COMPLETE THE FOLLOWING
[1] In the spring oscillation solution, what value is found for the spring constant k?
[2] From the spring oscillation solution, return the passage starting with "A 0.02 kg weight" and going on through "of oscillation ?".

A 0.02 kg weight produces an extension of 0.02 m in a vertical spring. A mass of 0.1kg is suspended at its bottam and is left after putting down. What is the period of oscillation ?

To solve the problem, we will follow these steps: ### Step 1: Identify the given data We have the following information: - Mass \( m_1 = 0.02 \, \text{kg} \) produces an extension \( y = 0.02 \, \text{m} \). - New mass \( m_2 = 0.1 \, \text{kg} \) is suspended from the spring. ### Step 2: Calculate the spring constant \( k \) The extension produced by a mass hanging from a spring is given by Hooke's Law: \[ F = k \cdot x \] where \( F \) is the force applied (weight of the mass), \( k \) is the spring constant, and \( x \) is the extension of the spring. The force due to the weight \( m_1 \) is: \[ F = m_1 \cdot g = 0.02 \, \text{kg} \cdot 9.8 \, \text{m/s}^2 = 0.196 \, \text{N} \] Now, using the extension \( y = 0.02 \, \text{m} \): \[ k = \frac{F}{y} = \frac{0.196 \, \text{N}}{0.02 \, \text{m}} = 9.8 \, \text{N/m} \] ### Step 3: Calculate the period of oscillation for the new mass The formula for the period of oscillation \( T \) of a mass \( m \) attached to a spring with spring constant \( k \) is given by: \[ T = 2\pi \sqrt{\frac{m}{k}} \] Substituting \( m_2 = 0.1 \, \text{kg} \) and \( k = 9.8 \, \text{N/m} \): \[ T = 2\pi \sqrt{\frac{0.1 \, \text{kg}}{9.8 \, \text{N/m}}} \] Calculating the square root: \[ \sqrt{\frac{0.1}{9.8}} \approx \sqrt{0.010204} \approx 0.101 \, \text{s} \] Now substituting this value back into the period formula: \[ T \approx 2\pi \cdot 0.101 \approx 0.634 \, \text{s} \] ### Final Answer The period of oscillation \( T \) is approximately \( 0.63 \, \text{s} \). ---

RECORDS SHOWN
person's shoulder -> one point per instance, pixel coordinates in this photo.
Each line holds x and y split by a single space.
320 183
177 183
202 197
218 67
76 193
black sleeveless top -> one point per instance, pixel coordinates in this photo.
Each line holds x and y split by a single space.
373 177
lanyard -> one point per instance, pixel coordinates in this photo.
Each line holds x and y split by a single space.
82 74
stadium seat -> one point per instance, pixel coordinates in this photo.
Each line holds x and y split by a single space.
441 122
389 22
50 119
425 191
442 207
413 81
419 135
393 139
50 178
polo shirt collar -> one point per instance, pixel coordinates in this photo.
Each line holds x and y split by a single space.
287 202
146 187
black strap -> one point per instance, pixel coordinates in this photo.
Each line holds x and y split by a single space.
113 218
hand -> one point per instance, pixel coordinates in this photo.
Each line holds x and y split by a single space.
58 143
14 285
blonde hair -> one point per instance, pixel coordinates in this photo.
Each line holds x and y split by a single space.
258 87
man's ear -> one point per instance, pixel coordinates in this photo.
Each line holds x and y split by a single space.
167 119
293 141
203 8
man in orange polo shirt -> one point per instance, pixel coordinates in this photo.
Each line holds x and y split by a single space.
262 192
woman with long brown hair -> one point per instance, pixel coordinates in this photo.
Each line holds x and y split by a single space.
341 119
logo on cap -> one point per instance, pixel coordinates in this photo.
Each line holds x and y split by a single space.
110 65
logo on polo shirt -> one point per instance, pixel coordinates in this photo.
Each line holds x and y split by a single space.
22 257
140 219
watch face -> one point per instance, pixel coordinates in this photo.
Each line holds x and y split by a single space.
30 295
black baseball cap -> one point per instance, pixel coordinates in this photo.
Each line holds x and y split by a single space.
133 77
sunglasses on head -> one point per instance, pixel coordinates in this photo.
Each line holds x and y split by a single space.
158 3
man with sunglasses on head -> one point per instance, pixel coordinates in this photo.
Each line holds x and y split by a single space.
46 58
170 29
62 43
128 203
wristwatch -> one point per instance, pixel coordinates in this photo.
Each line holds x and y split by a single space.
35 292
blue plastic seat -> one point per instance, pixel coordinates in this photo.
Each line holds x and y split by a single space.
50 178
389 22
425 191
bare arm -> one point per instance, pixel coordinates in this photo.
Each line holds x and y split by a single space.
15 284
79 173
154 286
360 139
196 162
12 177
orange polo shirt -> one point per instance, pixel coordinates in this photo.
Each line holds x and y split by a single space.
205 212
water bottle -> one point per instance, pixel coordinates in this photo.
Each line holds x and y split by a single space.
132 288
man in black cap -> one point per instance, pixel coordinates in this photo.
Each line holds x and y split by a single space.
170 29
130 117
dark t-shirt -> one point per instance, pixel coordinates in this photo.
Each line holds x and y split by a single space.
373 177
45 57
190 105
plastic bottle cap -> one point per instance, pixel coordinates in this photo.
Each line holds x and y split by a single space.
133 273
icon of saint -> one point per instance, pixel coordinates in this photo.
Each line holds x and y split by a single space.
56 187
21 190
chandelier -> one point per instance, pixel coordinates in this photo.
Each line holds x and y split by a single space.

ANSWERS BY TASK
[1] 9.8 N/m

[2]
A 0.02 kg weight produces an extension of 0.02 m in a vertical spring. A mass of 0.1kg is suspended at its bottam and is left after putting down. What is the period of oscillation ?